§ Work item: How many lines of the data contain the word "shirt"? Give only that number.

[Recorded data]
◇ ◇ ◇ ◇ ◇ ◇ ◇
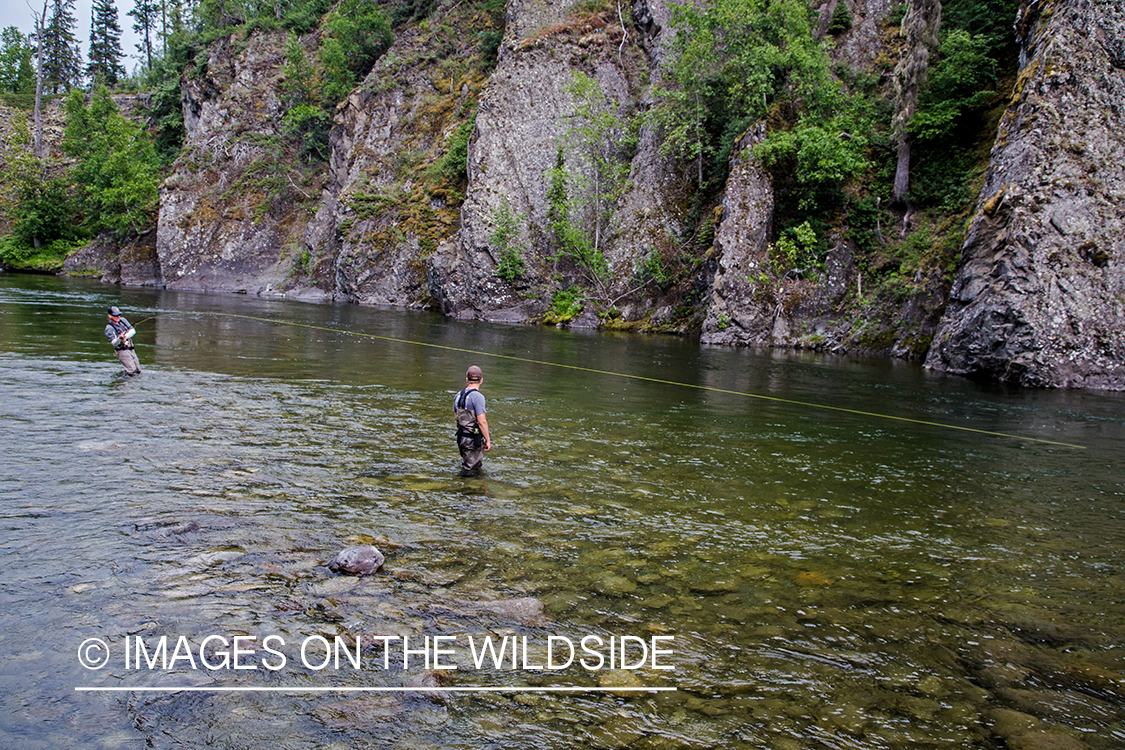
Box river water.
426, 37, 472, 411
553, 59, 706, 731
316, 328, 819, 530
1, 273, 1122, 749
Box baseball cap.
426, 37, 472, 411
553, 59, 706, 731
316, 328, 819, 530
108, 306, 121, 316
466, 365, 483, 382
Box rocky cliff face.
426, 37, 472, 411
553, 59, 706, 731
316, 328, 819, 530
64, 229, 162, 286
818, 0, 895, 70
429, 0, 676, 324
303, 3, 495, 307
925, 0, 1125, 389
699, 124, 777, 344
157, 31, 326, 296
698, 129, 880, 353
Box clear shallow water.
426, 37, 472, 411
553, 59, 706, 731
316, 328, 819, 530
1, 273, 1123, 749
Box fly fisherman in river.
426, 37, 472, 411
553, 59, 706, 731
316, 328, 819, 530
454, 365, 490, 476
105, 306, 141, 377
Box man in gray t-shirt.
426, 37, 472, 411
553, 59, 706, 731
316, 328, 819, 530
453, 365, 491, 476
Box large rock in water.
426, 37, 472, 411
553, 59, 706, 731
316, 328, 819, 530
328, 545, 385, 576
926, 0, 1125, 389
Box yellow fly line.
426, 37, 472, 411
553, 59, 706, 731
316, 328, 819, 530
134, 310, 1087, 450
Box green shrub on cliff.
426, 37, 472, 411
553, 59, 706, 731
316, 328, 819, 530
827, 1, 853, 35
62, 86, 160, 237
654, 0, 872, 244
280, 34, 332, 160
490, 202, 526, 282
655, 0, 851, 189
908, 28, 999, 210
320, 0, 393, 102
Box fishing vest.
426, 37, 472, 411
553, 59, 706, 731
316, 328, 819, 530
455, 388, 483, 446
108, 319, 135, 350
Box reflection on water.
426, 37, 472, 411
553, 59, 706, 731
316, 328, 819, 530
1, 274, 1123, 749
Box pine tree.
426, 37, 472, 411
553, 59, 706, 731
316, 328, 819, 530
87, 0, 126, 86
129, 0, 160, 71
40, 0, 84, 93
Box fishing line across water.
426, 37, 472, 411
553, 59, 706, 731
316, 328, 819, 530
132, 310, 1087, 450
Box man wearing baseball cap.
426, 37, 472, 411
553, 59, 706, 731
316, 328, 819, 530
453, 365, 491, 476
105, 306, 141, 376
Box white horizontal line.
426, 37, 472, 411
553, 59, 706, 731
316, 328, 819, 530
75, 686, 678, 693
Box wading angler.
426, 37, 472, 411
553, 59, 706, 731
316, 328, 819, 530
454, 365, 490, 476
104, 306, 141, 376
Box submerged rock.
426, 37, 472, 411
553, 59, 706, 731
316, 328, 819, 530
328, 545, 385, 576
404, 669, 449, 705
404, 669, 444, 689
315, 695, 406, 728
592, 572, 638, 597
794, 571, 833, 587
478, 597, 547, 625
166, 520, 201, 536
1008, 731, 1091, 750
598, 669, 645, 698
987, 708, 1044, 739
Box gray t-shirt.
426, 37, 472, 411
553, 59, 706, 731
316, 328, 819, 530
454, 388, 486, 416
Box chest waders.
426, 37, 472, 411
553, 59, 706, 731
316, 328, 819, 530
455, 389, 483, 448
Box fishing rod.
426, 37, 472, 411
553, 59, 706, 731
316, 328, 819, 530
131, 310, 1087, 450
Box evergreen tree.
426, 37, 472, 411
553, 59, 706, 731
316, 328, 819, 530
130, 0, 160, 70
88, 0, 126, 86
165, 0, 187, 37
0, 27, 36, 96
40, 0, 84, 93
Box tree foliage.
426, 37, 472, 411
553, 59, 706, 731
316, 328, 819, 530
0, 117, 78, 262
657, 0, 864, 208
62, 86, 160, 236
754, 114, 869, 211
890, 0, 941, 205
279, 33, 330, 159
544, 72, 634, 296
910, 29, 996, 143
490, 201, 526, 282
276, 0, 392, 160
827, 0, 853, 35
564, 71, 633, 260
319, 0, 392, 102
905, 0, 1013, 211
129, 0, 161, 70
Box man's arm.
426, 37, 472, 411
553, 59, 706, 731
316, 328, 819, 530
476, 414, 491, 451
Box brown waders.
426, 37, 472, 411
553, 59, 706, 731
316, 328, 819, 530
455, 389, 484, 476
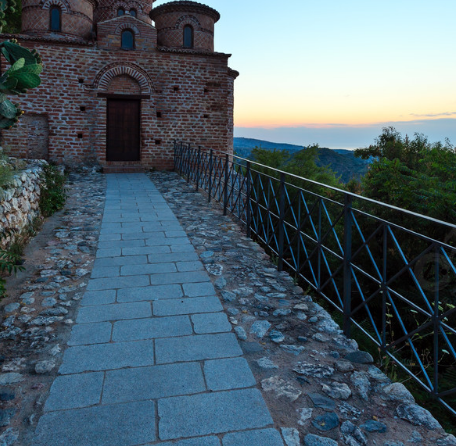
◇ ◇ ◇ ◇ ◇ ◇ ◇
§ Exercise result: 2